Consigne: Pouvez-vous recopier le passage qui va de la ligne contenant « of the whole » jusqu'à la fin des lignes, en remplaçant « light grey » par « dark grey » sans rien modifier d'autre ?

Lignes de l'exercice:
* * *
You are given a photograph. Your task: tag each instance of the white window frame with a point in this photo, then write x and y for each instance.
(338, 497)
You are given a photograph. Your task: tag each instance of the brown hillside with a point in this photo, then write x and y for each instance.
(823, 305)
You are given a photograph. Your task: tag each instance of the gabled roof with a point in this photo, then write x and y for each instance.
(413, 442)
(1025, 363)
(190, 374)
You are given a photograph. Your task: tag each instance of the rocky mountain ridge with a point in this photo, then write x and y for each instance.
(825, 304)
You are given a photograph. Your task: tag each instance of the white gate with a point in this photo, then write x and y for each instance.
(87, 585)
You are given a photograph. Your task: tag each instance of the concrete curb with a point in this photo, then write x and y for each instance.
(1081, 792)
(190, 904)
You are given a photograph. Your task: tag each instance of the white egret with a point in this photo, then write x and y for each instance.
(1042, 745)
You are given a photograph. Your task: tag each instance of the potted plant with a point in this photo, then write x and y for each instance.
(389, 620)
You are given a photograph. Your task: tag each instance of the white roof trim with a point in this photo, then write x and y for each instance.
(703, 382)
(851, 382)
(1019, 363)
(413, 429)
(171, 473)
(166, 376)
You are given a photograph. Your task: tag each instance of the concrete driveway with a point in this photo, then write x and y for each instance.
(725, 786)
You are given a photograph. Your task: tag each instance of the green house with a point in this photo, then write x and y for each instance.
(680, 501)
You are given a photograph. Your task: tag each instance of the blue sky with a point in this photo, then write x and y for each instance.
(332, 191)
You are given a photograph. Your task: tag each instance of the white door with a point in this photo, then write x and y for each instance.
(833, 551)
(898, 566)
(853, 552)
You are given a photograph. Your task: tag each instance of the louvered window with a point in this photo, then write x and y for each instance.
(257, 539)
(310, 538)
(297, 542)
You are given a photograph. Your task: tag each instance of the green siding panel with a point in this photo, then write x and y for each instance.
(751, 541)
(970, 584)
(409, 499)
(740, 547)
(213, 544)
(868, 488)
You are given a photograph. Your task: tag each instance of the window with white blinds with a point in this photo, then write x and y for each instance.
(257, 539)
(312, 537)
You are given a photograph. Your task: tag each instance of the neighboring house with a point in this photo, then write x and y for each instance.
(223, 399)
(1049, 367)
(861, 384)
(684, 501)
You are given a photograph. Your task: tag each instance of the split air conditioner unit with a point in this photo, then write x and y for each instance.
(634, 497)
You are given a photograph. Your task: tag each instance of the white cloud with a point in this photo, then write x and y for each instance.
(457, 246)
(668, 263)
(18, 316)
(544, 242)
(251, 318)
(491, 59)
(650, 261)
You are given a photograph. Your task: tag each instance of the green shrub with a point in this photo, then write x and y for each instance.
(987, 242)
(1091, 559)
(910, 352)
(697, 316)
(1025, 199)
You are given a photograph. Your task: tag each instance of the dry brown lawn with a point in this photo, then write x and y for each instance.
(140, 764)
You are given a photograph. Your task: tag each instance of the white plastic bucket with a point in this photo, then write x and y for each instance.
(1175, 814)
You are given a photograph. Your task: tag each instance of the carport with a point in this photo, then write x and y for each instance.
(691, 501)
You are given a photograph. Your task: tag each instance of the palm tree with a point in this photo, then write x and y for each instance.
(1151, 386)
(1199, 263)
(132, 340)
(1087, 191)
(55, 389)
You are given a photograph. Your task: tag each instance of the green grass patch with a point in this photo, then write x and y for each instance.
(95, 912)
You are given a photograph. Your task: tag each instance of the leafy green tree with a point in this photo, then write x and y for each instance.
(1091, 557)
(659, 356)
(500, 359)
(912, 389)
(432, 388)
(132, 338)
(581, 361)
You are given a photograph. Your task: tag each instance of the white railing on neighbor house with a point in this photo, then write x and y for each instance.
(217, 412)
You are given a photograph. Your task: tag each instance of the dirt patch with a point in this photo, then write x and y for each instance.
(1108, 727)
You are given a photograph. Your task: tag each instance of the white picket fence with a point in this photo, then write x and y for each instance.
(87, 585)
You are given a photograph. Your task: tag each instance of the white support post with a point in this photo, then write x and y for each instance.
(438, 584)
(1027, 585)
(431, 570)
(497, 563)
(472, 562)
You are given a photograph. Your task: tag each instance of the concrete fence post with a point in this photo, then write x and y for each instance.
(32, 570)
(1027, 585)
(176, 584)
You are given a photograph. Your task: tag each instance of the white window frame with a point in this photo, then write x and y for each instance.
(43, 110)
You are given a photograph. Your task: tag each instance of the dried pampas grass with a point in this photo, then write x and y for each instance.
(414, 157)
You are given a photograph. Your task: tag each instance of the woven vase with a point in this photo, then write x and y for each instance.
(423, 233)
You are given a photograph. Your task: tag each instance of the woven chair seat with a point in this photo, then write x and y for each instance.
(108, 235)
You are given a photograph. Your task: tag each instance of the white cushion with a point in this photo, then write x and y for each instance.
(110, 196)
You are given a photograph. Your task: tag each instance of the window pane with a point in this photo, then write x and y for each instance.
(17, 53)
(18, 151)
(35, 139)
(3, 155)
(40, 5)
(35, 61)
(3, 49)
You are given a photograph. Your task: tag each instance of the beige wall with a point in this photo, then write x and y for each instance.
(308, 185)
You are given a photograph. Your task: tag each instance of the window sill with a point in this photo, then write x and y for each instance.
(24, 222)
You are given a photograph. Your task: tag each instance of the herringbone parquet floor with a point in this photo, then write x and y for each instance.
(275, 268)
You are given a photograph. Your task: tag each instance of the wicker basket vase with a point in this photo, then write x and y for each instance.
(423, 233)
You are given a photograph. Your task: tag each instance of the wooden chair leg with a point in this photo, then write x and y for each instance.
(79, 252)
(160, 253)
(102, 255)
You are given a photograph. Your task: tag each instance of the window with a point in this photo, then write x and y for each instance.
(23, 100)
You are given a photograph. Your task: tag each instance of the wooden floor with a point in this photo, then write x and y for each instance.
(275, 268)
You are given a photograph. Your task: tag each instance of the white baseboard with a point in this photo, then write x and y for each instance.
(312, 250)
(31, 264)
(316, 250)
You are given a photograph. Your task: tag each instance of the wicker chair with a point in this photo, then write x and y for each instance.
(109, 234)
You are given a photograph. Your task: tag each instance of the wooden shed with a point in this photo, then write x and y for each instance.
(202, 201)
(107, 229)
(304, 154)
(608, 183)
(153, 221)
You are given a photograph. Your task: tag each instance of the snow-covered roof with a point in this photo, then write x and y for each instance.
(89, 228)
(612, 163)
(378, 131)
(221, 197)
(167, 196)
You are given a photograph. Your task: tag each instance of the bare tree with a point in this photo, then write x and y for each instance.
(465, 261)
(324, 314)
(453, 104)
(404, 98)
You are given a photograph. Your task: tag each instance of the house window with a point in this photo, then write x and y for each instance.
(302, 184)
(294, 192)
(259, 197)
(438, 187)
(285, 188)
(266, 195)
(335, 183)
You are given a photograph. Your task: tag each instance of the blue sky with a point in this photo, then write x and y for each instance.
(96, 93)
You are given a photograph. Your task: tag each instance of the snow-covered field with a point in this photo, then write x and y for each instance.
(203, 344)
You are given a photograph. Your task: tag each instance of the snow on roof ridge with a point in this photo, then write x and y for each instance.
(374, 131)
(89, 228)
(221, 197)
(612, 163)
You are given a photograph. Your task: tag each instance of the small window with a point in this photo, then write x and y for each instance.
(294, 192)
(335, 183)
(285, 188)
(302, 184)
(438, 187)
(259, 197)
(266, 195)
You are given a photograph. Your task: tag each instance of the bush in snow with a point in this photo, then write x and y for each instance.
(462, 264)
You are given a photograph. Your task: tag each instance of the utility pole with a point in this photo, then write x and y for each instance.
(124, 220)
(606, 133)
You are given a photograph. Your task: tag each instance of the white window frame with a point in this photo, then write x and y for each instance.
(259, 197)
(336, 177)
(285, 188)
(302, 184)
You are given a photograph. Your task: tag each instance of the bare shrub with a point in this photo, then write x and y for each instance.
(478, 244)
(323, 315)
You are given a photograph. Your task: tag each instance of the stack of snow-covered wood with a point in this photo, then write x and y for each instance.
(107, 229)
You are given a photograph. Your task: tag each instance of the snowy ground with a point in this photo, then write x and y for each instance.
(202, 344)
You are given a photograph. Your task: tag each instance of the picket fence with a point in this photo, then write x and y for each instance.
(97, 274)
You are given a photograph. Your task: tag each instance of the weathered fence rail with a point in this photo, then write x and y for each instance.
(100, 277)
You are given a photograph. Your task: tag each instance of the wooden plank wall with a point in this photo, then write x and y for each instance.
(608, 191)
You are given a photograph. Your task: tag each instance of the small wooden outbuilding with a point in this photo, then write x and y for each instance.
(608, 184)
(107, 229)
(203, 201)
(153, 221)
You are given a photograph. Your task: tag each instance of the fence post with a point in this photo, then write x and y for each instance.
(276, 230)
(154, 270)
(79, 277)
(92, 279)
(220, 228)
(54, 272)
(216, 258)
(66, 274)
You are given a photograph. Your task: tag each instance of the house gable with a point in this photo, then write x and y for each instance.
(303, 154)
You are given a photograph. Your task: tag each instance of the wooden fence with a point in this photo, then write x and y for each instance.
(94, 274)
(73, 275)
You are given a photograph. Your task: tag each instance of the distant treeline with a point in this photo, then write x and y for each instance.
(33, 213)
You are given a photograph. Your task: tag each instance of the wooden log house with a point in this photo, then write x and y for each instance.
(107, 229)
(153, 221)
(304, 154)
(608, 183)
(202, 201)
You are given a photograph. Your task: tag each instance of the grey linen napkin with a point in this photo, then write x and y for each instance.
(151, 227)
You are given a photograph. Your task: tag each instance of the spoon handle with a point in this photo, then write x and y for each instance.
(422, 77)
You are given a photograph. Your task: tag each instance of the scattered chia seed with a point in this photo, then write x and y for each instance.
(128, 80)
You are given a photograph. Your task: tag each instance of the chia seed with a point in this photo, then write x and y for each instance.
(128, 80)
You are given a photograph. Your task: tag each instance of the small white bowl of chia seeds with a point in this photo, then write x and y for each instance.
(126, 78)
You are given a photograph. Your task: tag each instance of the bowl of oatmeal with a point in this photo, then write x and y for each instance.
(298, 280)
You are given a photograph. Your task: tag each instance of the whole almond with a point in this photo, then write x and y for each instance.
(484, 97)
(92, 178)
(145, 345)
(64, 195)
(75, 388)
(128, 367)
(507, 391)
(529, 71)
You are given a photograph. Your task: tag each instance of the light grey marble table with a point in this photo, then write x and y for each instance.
* * *
Corrigé:
You are given a photograph. Your task: tag each instance of the whole almond with a point in this photo, then write x and y for each instance.
(484, 97)
(92, 178)
(145, 345)
(64, 195)
(75, 388)
(128, 367)
(507, 391)
(529, 71)
You are given a photograph. Your task: tag each instance of the dark grey marble table with a point in this photo, then write x and y for each instance.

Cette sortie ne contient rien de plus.